• Direction A
In the listing, locate every line that contains the string "refrigerator" and copy each of those lines.

• Source passage
------------------------------------------------------------

My partner of 4 years recently moved 400 miles away for a new job. Very ‘niche’ field, fantastic job that will massively further his career. I completely understand why he took the job but there’s no way I can follow him for the foreseeable due to family commitments. We are looking at long term long distance which so far, seems to be working out fairly well.
My biggest issue is that I have realised I have some pretty bad jealousy issues when it comes to other woman. They’ve surfaced slightly before as my partner’s job had always meant he works closely with other woman, lots of female clients plus he had mainly female friends, very few male friends (mainly exes actually). It was never a massive issue as I actually knew most of them due to working in the same field.

------------------------------------------------------------

• Direction B
According to the post about a long-distance relationship, how many miles away did the writer's partner move for his new job?

------------------------------------------------------------

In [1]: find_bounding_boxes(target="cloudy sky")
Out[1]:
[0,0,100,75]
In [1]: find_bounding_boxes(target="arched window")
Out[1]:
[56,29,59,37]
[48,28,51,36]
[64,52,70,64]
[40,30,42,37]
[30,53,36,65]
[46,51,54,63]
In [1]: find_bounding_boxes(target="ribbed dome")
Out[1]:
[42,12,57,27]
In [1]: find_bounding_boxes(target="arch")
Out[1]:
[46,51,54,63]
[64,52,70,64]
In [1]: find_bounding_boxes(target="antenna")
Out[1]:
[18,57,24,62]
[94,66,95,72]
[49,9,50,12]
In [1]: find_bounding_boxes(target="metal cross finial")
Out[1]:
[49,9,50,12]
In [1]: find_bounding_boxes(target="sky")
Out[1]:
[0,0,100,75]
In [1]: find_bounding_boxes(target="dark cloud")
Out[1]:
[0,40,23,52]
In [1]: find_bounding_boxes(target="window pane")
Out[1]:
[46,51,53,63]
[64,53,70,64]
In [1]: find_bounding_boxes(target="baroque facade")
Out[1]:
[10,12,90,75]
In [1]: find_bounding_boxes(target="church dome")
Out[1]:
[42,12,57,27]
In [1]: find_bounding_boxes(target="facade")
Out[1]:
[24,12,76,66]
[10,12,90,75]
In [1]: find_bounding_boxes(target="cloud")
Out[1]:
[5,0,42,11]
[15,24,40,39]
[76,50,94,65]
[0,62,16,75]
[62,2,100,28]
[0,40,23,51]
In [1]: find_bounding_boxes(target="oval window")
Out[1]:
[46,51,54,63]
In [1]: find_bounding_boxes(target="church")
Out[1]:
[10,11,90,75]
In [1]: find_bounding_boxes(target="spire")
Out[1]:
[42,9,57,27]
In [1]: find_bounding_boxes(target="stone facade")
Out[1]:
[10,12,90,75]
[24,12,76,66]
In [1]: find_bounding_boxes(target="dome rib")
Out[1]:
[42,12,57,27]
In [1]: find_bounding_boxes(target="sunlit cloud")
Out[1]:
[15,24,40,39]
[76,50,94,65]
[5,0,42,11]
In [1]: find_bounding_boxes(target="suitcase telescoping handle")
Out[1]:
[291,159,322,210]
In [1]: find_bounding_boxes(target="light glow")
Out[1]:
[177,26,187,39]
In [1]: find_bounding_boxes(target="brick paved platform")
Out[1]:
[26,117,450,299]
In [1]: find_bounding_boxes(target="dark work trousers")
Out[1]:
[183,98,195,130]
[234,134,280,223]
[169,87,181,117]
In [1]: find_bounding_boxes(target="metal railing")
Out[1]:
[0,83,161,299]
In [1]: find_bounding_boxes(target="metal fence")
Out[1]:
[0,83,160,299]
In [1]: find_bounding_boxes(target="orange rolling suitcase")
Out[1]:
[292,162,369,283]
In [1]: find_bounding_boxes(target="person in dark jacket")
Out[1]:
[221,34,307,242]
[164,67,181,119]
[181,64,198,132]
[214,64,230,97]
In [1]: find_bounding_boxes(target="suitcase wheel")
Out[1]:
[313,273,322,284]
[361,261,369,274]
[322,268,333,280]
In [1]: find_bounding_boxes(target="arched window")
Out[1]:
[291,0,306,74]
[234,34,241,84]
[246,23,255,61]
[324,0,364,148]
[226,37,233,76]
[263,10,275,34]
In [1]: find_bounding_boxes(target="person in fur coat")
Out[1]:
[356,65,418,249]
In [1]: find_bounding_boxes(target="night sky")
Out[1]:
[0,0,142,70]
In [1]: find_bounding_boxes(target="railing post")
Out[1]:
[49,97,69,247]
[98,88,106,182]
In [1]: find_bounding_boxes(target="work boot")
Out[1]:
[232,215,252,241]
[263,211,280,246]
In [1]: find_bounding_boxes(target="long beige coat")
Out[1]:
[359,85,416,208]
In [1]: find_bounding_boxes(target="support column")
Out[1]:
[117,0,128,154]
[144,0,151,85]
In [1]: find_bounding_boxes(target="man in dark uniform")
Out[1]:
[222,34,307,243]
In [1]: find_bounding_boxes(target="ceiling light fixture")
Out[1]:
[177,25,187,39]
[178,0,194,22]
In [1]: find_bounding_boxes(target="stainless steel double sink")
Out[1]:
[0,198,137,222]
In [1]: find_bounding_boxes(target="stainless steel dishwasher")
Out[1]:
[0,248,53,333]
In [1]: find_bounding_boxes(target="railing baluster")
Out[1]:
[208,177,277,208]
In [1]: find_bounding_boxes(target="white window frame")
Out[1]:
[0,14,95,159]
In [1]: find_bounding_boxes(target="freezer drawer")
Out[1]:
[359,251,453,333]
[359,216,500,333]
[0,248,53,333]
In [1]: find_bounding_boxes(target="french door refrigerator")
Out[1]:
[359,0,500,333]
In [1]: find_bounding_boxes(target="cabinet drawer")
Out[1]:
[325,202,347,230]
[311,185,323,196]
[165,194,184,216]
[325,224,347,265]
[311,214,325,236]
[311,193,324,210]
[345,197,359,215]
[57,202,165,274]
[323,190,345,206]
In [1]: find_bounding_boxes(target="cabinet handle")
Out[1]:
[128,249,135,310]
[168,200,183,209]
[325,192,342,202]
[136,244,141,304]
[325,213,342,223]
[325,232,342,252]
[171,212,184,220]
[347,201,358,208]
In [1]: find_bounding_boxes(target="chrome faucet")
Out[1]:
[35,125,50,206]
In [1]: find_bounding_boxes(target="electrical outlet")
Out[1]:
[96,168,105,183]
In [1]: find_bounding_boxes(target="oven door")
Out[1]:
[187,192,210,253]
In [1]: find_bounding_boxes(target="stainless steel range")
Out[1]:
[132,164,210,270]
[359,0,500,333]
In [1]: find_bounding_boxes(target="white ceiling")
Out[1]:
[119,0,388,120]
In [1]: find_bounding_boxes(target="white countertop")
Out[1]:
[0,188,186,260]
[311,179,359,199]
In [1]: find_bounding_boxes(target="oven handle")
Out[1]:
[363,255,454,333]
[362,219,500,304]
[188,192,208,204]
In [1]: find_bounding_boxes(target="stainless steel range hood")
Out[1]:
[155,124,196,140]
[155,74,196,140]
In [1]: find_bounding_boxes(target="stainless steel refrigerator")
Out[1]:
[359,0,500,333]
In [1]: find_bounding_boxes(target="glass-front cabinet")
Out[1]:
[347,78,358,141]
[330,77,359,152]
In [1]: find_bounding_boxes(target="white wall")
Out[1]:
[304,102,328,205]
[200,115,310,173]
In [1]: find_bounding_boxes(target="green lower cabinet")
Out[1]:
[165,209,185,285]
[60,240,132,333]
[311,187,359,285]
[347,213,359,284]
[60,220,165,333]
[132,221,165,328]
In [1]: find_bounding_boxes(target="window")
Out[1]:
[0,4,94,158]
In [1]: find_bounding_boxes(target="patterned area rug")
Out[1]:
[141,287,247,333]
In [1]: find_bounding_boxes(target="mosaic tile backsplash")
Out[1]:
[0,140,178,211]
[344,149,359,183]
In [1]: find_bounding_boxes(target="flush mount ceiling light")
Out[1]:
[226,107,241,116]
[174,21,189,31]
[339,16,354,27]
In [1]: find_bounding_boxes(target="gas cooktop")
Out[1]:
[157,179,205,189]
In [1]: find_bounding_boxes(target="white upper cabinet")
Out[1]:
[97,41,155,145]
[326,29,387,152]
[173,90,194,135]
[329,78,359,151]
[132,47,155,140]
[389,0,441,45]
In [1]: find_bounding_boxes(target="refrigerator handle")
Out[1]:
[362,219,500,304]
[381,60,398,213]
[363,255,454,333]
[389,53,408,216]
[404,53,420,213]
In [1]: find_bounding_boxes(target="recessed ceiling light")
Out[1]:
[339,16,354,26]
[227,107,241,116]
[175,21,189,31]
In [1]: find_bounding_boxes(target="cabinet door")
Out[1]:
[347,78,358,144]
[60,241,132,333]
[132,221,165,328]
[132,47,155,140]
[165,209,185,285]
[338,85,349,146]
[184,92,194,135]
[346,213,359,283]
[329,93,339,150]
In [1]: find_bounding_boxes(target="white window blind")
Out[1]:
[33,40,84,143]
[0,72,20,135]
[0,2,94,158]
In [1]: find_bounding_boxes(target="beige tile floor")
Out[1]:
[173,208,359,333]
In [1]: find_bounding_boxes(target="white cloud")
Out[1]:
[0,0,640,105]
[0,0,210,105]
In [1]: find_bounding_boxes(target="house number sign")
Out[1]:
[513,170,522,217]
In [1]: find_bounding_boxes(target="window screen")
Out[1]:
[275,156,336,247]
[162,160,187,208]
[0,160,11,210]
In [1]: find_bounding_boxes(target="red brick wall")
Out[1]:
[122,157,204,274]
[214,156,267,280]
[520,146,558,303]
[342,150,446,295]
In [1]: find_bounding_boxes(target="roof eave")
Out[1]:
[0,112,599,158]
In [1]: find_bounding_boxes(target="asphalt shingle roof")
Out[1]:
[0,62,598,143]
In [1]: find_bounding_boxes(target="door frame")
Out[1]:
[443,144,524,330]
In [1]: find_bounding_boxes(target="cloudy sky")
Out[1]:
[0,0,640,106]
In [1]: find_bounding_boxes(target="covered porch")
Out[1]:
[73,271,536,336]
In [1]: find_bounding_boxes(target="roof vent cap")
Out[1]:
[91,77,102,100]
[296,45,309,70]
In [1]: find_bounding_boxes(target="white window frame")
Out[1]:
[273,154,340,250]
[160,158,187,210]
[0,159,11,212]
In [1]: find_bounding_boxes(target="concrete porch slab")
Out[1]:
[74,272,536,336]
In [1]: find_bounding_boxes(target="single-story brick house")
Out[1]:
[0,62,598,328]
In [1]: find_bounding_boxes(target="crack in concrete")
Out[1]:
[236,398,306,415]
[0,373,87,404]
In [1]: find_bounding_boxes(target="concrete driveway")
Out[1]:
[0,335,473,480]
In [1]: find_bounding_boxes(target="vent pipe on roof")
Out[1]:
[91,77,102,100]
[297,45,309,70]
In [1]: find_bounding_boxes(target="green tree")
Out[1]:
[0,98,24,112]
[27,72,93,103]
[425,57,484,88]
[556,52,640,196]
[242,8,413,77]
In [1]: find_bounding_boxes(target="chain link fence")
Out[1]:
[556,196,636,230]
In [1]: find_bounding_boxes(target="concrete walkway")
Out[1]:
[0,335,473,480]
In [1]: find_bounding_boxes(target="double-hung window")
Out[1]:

------------------------------------------------------------

• Task result A
In [1]: find_bounding_boxes(target="french door refrigerator")
In [1]: find_bounding_boxes(target="stainless steel refrigerator")
In [1]: find_bounding_boxes(target="refrigerator handle")

• Task result B
400 miles